Extend the aquarium pH discussion by writing what comes after its last sentence.

STUDY TEXT:

++++++++++

What should I do? Will it have an effect on gourami and cardinals? (From what I read is that if you buy them locally (LFS) they'll be fine)
"When" you take your readings can make a difference in your numbers with a planted tank. Try testing first thing before the light comes on and then about 5 hours after the lights have been on.
Crap I forgot to mention, there are no live plants in either tank.
My bad. Should have noticed. I see you are using a bubbler also. My thought about timing of testing had to do with CO2. I could be wrong, but with no plants and the bubbler, it doesn't seem like there should be a significant change in the amount of CO2 throughout the day. The tank is currently empty, right ? Maybe try the different test timing just for the heck of it. Sorry, that's all I have.
I just tested the tap water's pH and it was right about 7.6/7.7.
I also tested the tank itself after a water change, with the high range pH and regular pH.
Between them I'd say the pH is higher than 7.6 but lower than 7.8.
So I have no idea what would cause a pH change. I do have a chipped aquarium plant (the weight on the bottom) in there, but I don't think that would cause a pH jump like that. I'm thinking it was a one time thing...
I'll just point out a couple of things.
First, the pH of your tap water can change. This is due to your water source. Some cities have more than one source and depending where they get the water it might fluctuate. Some seasonal changes due to spring rain runoffs and such is also possible.
Second, when testing tap water make sure you outgas the CO2. Water running through pipes can collect CO2 and this will add carbonic acid which obviously lowers the pH. Shaking a small jar of tap water very vigorously for a couple minutes should outgas any CO2; then do the pH test.
This is not necessary for tank water as CO2 does outgas over about 24 hours anyway, as far as the tap issue goes. Obviously CO2 is being regularly and continually produced in an aquarium by respiration of fish, bacteria, plants (if present) but even more by the breakdown of organics. So there can be variance during the day from all this, even without plants. It is always advisable to test pH the same time every day, to get a more consistent and accurate reading.

++++++++++

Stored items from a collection
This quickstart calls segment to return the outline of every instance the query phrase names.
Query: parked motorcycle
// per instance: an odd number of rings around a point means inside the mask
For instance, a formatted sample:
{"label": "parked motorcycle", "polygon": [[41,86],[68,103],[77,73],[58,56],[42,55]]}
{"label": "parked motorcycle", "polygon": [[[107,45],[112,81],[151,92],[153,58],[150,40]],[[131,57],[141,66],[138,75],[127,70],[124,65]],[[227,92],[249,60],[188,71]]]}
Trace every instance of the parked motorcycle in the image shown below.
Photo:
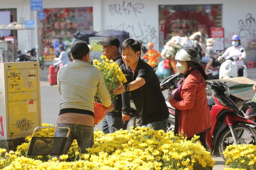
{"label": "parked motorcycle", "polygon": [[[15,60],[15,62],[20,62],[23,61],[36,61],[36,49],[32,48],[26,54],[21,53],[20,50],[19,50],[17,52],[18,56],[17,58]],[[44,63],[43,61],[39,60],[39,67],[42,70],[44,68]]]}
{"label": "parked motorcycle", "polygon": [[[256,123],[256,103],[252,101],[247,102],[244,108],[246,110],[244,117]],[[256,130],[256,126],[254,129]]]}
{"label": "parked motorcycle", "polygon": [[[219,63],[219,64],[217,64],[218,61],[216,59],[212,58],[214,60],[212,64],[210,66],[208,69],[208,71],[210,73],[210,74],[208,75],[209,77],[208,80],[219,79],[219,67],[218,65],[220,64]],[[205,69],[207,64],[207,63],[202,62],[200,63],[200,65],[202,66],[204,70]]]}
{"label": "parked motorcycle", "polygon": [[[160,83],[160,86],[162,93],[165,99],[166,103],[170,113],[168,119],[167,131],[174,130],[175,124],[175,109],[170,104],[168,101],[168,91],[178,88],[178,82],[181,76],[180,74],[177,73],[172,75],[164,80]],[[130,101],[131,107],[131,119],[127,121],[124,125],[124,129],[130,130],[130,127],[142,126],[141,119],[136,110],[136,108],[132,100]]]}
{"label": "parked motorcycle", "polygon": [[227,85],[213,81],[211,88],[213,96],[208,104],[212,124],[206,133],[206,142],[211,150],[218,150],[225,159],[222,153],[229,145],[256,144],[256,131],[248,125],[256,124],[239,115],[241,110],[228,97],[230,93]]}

++++++++++

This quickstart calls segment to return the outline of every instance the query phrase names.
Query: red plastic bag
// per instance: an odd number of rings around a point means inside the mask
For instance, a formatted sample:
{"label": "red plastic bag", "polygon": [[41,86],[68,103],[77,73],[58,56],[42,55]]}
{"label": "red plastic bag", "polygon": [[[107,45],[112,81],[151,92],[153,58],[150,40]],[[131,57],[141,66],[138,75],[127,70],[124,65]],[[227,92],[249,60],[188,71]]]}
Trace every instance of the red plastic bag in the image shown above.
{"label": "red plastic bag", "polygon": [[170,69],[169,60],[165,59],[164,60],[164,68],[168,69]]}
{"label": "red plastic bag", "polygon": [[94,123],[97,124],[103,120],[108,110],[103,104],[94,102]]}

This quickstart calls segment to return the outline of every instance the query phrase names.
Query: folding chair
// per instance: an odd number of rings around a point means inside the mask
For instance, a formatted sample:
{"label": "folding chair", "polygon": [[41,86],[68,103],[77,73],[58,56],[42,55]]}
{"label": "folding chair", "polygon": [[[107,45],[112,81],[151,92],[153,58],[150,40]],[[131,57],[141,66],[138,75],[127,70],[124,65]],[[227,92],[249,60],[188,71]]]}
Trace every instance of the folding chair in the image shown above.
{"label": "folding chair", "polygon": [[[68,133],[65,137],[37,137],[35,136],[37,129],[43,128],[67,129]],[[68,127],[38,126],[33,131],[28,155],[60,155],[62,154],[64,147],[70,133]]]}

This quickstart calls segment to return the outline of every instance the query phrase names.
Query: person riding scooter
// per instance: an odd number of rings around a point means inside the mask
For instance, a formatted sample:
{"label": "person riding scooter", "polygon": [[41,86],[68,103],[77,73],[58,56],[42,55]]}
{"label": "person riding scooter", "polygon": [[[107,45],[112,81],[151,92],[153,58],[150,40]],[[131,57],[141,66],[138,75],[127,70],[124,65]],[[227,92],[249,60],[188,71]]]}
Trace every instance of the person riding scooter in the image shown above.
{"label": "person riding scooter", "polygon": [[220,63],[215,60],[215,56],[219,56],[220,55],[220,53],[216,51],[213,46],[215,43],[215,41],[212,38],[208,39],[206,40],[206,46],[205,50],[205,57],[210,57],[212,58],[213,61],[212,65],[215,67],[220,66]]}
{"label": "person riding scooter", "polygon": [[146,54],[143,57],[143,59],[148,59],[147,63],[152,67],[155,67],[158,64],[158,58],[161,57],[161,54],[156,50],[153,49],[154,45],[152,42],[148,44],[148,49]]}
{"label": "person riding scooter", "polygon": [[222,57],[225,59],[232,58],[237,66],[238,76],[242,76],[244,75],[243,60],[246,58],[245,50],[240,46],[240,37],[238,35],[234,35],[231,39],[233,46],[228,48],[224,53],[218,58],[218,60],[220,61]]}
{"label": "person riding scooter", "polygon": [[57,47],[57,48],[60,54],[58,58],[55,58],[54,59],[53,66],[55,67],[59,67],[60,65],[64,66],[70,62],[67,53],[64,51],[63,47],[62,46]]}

++++++++++

ANSWER SPACE:
You mentioned cardinals and gourami. While pH is important, the GH is even more important, especially for cardinals which come from very soft water. Do you know the GH (and KH or Alkalinity) of the tap water? This you can get from the supply folks, on their website probably.
GH is water hardness correct? The website for my area says (In a few ways):
-7.5 grains per gallon with a range of 6.7 to 8.5 grains per gallon
-92 milligrams per liter (mg/L)
I decided to go with neons because from my research they are more suited to a slightly larger range of water quality. However the stress from the move took two of them. The others are eating and seem to be doing well.
Well, seems like something is wrong. Since we got them last night, 2 have died. There is now a third one displaying the same issue...floating, but still swimming a bit. Based on the other two, this one will die within the hour. What is going on? My ammonia is at 0, so is nitrite. Nitrate is lower than 5ppm. pH is around 7.8 now. Temp is 80F. And I already stated my GH...so what should I do?
Second issue, how did you acclimate them?
Third, what tank size, and what other fish are in the tank?